-- Start of PROVIDED ENTRIES --
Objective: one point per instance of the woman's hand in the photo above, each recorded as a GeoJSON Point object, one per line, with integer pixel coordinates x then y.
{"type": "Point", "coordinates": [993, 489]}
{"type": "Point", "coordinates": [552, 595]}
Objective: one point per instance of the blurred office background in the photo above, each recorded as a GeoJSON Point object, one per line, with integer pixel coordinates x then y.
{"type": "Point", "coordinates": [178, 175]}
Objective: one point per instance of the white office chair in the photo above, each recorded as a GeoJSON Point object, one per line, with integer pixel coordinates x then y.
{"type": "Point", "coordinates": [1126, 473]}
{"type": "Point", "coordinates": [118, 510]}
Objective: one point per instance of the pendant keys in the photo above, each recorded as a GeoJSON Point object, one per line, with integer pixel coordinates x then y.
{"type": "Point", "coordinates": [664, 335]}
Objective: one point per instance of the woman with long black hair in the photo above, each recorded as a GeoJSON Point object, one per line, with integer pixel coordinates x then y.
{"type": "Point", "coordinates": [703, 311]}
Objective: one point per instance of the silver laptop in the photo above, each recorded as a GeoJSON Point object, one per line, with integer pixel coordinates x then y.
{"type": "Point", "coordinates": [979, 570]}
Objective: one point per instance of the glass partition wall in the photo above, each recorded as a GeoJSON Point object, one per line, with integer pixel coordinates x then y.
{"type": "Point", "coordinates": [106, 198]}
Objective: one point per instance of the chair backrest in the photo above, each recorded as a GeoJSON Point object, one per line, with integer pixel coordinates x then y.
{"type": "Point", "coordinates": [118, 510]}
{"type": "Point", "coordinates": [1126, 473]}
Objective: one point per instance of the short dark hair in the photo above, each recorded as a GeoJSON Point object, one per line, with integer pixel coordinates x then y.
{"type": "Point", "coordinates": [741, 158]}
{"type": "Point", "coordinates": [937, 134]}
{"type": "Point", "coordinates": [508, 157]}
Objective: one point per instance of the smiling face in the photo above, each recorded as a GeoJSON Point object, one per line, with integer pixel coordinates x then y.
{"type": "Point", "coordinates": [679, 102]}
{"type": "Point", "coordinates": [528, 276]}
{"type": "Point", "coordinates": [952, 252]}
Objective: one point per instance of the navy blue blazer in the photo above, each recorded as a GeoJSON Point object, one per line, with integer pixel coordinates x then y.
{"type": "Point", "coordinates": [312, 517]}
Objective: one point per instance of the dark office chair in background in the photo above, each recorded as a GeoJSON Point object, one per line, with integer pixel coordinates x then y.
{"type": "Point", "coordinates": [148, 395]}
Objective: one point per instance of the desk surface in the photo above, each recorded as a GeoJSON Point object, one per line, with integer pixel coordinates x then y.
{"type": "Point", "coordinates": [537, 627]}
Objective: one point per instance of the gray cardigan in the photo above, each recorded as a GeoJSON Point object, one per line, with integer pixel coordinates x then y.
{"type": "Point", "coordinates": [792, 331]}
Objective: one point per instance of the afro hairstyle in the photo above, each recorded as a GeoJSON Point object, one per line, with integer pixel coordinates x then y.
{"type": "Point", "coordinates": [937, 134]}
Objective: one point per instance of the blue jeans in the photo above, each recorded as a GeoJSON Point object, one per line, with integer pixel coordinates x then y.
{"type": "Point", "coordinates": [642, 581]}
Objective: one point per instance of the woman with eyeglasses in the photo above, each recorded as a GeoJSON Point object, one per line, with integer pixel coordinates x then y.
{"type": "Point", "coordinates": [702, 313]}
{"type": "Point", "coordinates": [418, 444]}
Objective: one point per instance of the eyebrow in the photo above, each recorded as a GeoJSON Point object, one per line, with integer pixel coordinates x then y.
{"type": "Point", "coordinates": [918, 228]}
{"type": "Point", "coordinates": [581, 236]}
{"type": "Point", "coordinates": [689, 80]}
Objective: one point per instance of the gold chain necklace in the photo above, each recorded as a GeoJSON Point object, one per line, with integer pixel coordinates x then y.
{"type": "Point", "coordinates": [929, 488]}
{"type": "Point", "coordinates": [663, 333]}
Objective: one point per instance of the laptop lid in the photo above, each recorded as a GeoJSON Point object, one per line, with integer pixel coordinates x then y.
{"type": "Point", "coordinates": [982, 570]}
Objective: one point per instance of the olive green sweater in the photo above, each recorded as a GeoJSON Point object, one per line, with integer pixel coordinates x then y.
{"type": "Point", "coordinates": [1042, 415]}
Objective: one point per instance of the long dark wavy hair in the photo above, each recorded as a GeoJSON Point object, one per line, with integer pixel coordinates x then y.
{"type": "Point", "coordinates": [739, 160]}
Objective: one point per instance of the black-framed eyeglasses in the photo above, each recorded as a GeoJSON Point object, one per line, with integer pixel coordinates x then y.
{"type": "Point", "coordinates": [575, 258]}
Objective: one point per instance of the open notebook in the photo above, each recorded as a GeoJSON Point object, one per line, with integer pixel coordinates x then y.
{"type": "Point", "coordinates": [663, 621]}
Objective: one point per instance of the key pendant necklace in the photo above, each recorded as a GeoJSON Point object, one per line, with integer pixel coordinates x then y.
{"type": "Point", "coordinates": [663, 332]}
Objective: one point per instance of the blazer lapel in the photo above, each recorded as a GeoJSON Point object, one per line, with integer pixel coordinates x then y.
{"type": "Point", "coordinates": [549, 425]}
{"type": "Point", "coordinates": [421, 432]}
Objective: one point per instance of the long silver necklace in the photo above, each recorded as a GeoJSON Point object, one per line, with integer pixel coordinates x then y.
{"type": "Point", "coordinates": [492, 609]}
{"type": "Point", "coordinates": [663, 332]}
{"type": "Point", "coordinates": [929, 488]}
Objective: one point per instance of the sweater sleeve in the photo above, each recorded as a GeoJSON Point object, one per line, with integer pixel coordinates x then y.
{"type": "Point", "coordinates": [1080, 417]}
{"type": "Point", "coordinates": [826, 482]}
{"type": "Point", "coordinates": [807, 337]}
-- End of PROVIDED ENTRIES --
Quote all the records exactly, please, leaving none out.

Objective: one point per instance of the woman's hand in the photo above, each recorded as a GeoJSON Point object, one per line, with integer pixel coordinates x then y.
{"type": "Point", "coordinates": [993, 489]}
{"type": "Point", "coordinates": [552, 595]}
Objective: one point per instance of the blurred office background in the photo above, each recorded as a GeoJSON Point object, one per line, with integer pixel coordinates x then y.
{"type": "Point", "coordinates": [178, 175]}
Objective: one point per instance of the white office chair in the photo above, each recorded as a GeoJSON Point object, one per line, with integer pixel coordinates x then y.
{"type": "Point", "coordinates": [1126, 473]}
{"type": "Point", "coordinates": [118, 510]}
Objective: one point per instance of the pendant keys in the photo above, each recorded as a GeoJSON Point object, one per line, with integer pixel coordinates x then y.
{"type": "Point", "coordinates": [664, 335]}
Objective: one point per instance of the woman with long black hair in the photo above, each recorded as a GeoJSON Point object, one per line, with integer pixel coordinates x then y.
{"type": "Point", "coordinates": [703, 311]}
Objective: one point per instance of the silver laptop in the photo above, each recorded as a GeoJSON Point object, one per line, with integer pixel coordinates x then y.
{"type": "Point", "coordinates": [979, 570]}
Objective: one point per instance of the glass partition wall in the photo above, each recorded as a GeoJSON Point object, one per line, with integer pixel coordinates x then y.
{"type": "Point", "coordinates": [106, 198]}
Objective: one point per instance of the chair backrest in the photo above, each recorded as a GeoJSON Point object, one per line, with integer pixel coordinates x then y.
{"type": "Point", "coordinates": [118, 510]}
{"type": "Point", "coordinates": [1126, 473]}
Objective: one point per instance of the short dark hair in the photo above, each recorded as a GeoJSON Point object, one per line, with integer pixel coordinates x then y.
{"type": "Point", "coordinates": [741, 158]}
{"type": "Point", "coordinates": [937, 134]}
{"type": "Point", "coordinates": [508, 157]}
Objective: one point per instance of the smiling face in the photo above, each recorded as a GeoJSON Point object, one per line, with integer pixel coordinates x then y.
{"type": "Point", "coordinates": [679, 102]}
{"type": "Point", "coordinates": [528, 276]}
{"type": "Point", "coordinates": [952, 252]}
Objective: one point per instance of the navy blue blazer in the photo above, each recorded as a GeoJSON Point object, one per line, with integer pixel coordinates x then y.
{"type": "Point", "coordinates": [312, 517]}
Objective: one point per instance of the dark office chair in background in the photo above, each recorded as a GeoJSON Point object, one per line, with integer pixel coordinates x then y.
{"type": "Point", "coordinates": [148, 395]}
Objective: one point per instance of the desk surface in the photo above, each recorded as a GeoJSON Point object, one per line, with integer pixel coordinates x then y.
{"type": "Point", "coordinates": [537, 627]}
Objective: one point per instance of the gray cardigan in the photo above, each recorded as a GeoJSON Point object, one per line, with integer pixel coordinates x then y.
{"type": "Point", "coordinates": [792, 331]}
Objective: one point per instance of the afro hairstyle in the photo above, each recorded as a GeoJSON Point object, one per line, with integer pixel coordinates x then y.
{"type": "Point", "coordinates": [937, 134]}
Objective: one point per instance of the blue jeans in the photo above, each recorded as a GeoJSON Point object, one per line, with integer pixel coordinates x then y.
{"type": "Point", "coordinates": [642, 581]}
Objective: one point per instance of the woman with eyeglasses in the photo above, each recorded as a GeoJSON Point object, one per line, with integer pixel coordinates x then y.
{"type": "Point", "coordinates": [702, 313]}
{"type": "Point", "coordinates": [418, 444]}
Objective: one point per instance of the eyebrow in the photo above, each recorded as a GeoJSON Point object, one per line, with integer pixel coordinates x then y.
{"type": "Point", "coordinates": [918, 228]}
{"type": "Point", "coordinates": [581, 236]}
{"type": "Point", "coordinates": [689, 80]}
Objective: one point per instance of the gold chain necklace in the photo above, each recorded as a GeoJSON Point object, one per line, with integer pixel coordinates x then y.
{"type": "Point", "coordinates": [929, 488]}
{"type": "Point", "coordinates": [663, 333]}
Objective: one point per instance of the laptop lid in the photo above, each recorded as a GeoJSON Point object, one per line, with integer pixel coordinates x then y.
{"type": "Point", "coordinates": [982, 570]}
Objective: one point per instance of the olive green sweater in the photo above, each recorded as a GeoJSON Point object, one per line, with integer pixel coordinates x then y.
{"type": "Point", "coordinates": [1042, 415]}
Objective: one point per instance of the long dark wavy hair in the photo above, each recorded as a GeoJSON Point object, one per line, with integer pixel coordinates x then y.
{"type": "Point", "coordinates": [739, 160]}
Objective: one point per instance of the black-framed eyeglasses in the photo above, each recorded as a GeoJSON Point object, one per line, with integer pixel coordinates x then y.
{"type": "Point", "coordinates": [575, 258]}
Objective: one point per instance of the open notebook in the photo above, each recorded as a GeoJSON Point object, one per line, with integer pixel coordinates x then y.
{"type": "Point", "coordinates": [663, 621]}
Objective: one point per instance of the key pendant necklace in the photo above, each recorded as a GeoJSON Point object, one per line, with integer pixel coordinates x then y.
{"type": "Point", "coordinates": [663, 332]}
Objective: one point per instance of the blazer lapel in the photo above, each recorded as a GeoJSON Point object, one per line, with integer pixel coordinates x then y.
{"type": "Point", "coordinates": [549, 425]}
{"type": "Point", "coordinates": [421, 432]}
Objective: one point per instance of the long silver necklace in the photo above, each recorded as a GeoJSON Point object, one per line, with integer pixel coordinates x then y.
{"type": "Point", "coordinates": [492, 609]}
{"type": "Point", "coordinates": [663, 332]}
{"type": "Point", "coordinates": [929, 488]}
Objective: one point per instance of the sweater sleeve in the photo above, each recorded as a GeoJSON Point object, one per line, with integer pixel coordinates x then y.
{"type": "Point", "coordinates": [1080, 417]}
{"type": "Point", "coordinates": [826, 482]}
{"type": "Point", "coordinates": [807, 337]}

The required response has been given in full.